# Text to read
Consumer action is another tactic. Here's the letter I sent my bank:
Dear Smile.co.uk,
One of the reasons I am a customer of Smile Banking is your commitment to ethical banking.
I do not believe that Visa's recent decision to block payments to Wikileaks is consistent with that ethical stance.
I understand that due to Visa's near-monopoly on card payments and online payments, it is not really practical for either Smile Banking or myself personally to discontinue our use of Visa debit card facilities. However I would like to send a message to Visa that this decision has weakened, not strengthened, their brand reputation to me and, I would assume, others.
To this end:
1. Please would you forward this message to Smile Banking's board of directors
2. Please would Smile Banking collate any similar messages of disapproval regarding Visa's actions from other Smile customers, should they be received, and communicate the aggregate message to Visa
3. Please, so that I can modify my behaviour where possible, would you advise me to what extent the following activities result in income to Visa
a: A debit card payment where I the cardholder am present
b: A cash withdrawal at a high street ATM
c: An online/telephone debit card payment
Many thanks,
you're comparing this to anti-segregation protests???
Who needs to get a grip, one who equates one protest with another or one who ridicules such comparisons?
Quite frankly voters can not make informed decisions when they are not informed. Wikileaks is informing voters of what their government is doing.
Falcon
Now as for "informed voters" that is another subject.
Should there be a Law?
this is ammo for those that wish to control the Internet. This can not end well.

# Records shown
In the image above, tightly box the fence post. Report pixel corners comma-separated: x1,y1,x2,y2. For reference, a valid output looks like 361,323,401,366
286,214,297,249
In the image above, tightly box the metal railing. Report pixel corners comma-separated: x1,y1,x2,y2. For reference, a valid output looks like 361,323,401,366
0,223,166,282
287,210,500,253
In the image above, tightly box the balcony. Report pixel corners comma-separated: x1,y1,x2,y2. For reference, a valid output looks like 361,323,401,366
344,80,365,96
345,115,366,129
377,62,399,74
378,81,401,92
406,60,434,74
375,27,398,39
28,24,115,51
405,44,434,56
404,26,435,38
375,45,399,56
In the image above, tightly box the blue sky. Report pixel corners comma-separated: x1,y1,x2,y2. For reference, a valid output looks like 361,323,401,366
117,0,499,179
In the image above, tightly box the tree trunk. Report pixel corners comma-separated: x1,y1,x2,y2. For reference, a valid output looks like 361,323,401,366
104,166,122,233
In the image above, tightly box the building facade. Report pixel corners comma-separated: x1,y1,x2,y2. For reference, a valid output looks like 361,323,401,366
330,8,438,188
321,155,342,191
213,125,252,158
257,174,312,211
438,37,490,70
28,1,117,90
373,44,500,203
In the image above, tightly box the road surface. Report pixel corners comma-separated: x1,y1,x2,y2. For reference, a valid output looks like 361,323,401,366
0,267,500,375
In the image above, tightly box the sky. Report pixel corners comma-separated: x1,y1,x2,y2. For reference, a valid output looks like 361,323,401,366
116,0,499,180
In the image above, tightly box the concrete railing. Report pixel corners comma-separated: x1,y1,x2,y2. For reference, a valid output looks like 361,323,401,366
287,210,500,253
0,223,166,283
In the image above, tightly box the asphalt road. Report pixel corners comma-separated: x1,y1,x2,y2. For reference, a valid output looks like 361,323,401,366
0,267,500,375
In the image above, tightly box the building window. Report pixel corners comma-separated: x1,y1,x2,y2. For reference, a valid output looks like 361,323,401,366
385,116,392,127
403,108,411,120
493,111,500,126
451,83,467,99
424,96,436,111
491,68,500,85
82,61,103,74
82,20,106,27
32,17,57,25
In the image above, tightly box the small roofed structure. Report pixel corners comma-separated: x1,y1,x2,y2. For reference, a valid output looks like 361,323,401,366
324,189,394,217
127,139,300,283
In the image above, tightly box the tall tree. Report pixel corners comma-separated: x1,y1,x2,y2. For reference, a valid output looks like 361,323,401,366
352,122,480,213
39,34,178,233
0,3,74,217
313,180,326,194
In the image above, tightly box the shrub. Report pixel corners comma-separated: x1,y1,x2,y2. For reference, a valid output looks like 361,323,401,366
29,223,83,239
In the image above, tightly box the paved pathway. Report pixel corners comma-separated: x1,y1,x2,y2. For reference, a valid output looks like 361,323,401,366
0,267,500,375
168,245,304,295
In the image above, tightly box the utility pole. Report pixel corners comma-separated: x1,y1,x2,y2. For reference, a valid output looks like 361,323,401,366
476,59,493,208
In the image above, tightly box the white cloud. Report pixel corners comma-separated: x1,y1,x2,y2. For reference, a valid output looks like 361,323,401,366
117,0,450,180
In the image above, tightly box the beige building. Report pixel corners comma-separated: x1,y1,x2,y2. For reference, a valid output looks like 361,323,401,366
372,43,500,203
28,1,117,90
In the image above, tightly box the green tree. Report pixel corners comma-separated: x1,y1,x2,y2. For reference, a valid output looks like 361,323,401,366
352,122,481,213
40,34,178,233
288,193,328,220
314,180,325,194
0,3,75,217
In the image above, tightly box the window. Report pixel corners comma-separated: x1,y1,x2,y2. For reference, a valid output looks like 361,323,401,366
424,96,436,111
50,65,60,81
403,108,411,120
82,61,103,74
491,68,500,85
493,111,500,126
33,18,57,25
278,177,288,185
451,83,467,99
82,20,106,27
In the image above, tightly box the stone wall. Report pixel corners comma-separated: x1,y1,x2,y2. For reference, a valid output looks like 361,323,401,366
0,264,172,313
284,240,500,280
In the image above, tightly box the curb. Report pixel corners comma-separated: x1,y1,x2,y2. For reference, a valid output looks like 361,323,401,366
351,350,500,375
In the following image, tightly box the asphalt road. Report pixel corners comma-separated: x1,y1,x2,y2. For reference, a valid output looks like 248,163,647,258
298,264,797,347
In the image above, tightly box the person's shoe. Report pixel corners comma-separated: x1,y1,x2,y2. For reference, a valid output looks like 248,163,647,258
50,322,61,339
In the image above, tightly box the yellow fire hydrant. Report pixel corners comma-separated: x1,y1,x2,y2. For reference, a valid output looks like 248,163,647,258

# What is being asked
In the text about Visa and Wikileaks, what decision by Visa does the letter to Smile object to? The records are separate material and have no connection to the text.

# Task result
Visa's decision to block payments to Wikileaks.